Problem to work on
Reproduce all of the records below word for word, changing nothing.

━━ Task inputs ━━

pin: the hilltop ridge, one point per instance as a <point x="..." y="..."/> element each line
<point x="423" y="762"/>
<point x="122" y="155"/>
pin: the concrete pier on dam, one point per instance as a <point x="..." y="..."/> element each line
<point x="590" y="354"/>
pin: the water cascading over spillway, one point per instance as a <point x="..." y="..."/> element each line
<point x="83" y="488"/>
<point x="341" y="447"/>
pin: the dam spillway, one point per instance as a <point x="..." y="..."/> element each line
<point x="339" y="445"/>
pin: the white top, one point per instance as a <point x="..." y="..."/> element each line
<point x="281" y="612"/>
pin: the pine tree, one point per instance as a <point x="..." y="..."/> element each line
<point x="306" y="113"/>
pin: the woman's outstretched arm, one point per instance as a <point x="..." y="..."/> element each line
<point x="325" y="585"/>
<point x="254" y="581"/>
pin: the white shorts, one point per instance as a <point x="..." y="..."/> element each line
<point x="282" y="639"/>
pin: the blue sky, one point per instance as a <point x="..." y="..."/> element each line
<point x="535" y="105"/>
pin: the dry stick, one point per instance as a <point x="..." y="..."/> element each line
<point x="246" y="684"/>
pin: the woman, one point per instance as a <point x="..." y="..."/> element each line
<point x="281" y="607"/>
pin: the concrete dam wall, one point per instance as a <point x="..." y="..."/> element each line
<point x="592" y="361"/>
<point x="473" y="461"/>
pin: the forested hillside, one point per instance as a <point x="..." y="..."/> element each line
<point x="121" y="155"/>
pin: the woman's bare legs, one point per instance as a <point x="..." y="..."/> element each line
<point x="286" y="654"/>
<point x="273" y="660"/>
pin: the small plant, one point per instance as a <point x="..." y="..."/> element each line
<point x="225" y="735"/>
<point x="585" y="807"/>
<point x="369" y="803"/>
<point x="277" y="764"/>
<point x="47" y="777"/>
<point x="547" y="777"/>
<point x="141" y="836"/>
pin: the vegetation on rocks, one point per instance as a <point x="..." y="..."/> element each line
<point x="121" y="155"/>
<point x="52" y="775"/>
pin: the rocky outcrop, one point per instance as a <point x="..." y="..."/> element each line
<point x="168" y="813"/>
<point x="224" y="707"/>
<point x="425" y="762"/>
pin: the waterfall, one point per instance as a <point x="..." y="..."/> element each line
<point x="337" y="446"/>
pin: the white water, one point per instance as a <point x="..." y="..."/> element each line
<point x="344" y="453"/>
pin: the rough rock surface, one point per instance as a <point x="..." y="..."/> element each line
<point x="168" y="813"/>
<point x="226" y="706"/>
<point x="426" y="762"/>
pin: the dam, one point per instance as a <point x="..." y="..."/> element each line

━━━

Task output
pin: the hilltop ridge, one point per instance as a <point x="..." y="..."/> element each line
<point x="423" y="762"/>
<point x="122" y="155"/>
pin: the concrete pier on dam, one point per instance as a <point x="..." y="..."/> element each line
<point x="590" y="354"/>
pin: the water cascading over spillway, one point per instance as a <point x="..." y="..."/> element each line
<point x="83" y="488"/>
<point x="341" y="447"/>
pin: the dam spillway, one point per instance as a <point x="..." y="..."/> element each line
<point x="339" y="445"/>
pin: the white top, one point per instance as a <point x="..." y="..."/> element each line
<point x="281" y="612"/>
pin: the pine tree, one point per instance as a <point x="..." y="..."/> element each line
<point x="306" y="113"/>
pin: the woman's outstretched arm, one point per instance as a <point x="..." y="..."/> element each line
<point x="325" y="585"/>
<point x="254" y="581"/>
pin: the white shorts, one point per instance as a <point x="..." y="..."/> element each line
<point x="282" y="639"/>
pin: the blue sky, one point per instance as a <point x="..." y="..."/> element each line
<point x="535" y="105"/>
pin: the dry stick, one point per instance as a <point x="..." y="..."/> element each line
<point x="246" y="684"/>
pin: the woman, one point per instance as a <point x="..." y="..."/> element each line
<point x="281" y="607"/>
pin: the concrete dam wall, one point per instance as a <point x="..." y="..."/> element each line
<point x="592" y="361"/>
<point x="473" y="461"/>
pin: the forested hillside, one point per instance as a <point x="..." y="..."/> element each line
<point x="121" y="155"/>
pin: the woman's bare legs, one point per instance as a <point x="..." y="..."/> element each line
<point x="286" y="654"/>
<point x="273" y="660"/>
pin: the small plant, one point per instance as a <point x="..." y="..."/> element each line
<point x="225" y="735"/>
<point x="585" y="807"/>
<point x="369" y="803"/>
<point x="277" y="764"/>
<point x="47" y="777"/>
<point x="547" y="777"/>
<point x="141" y="836"/>
pin: the vegetation on rocks, one point per instance as a <point x="..." y="..."/> element each line
<point x="121" y="155"/>
<point x="52" y="775"/>
pin: the rocky outcrop, one point per instance as a <point x="..." y="..."/> element each line
<point x="168" y="813"/>
<point x="224" y="707"/>
<point x="425" y="762"/>
pin: the waterfall, one point per instance as a <point x="..." y="..."/> element each line
<point x="337" y="446"/>
pin: the white water, one point per instance as a <point x="..." y="..."/> element each line
<point x="344" y="453"/>
pin: the rough rock surface, one point per instance as a <point x="..." y="..."/> element each line
<point x="168" y="813"/>
<point x="226" y="706"/>
<point x="426" y="762"/>
pin: the dam, one point per instance as a <point x="..." y="..."/> element each line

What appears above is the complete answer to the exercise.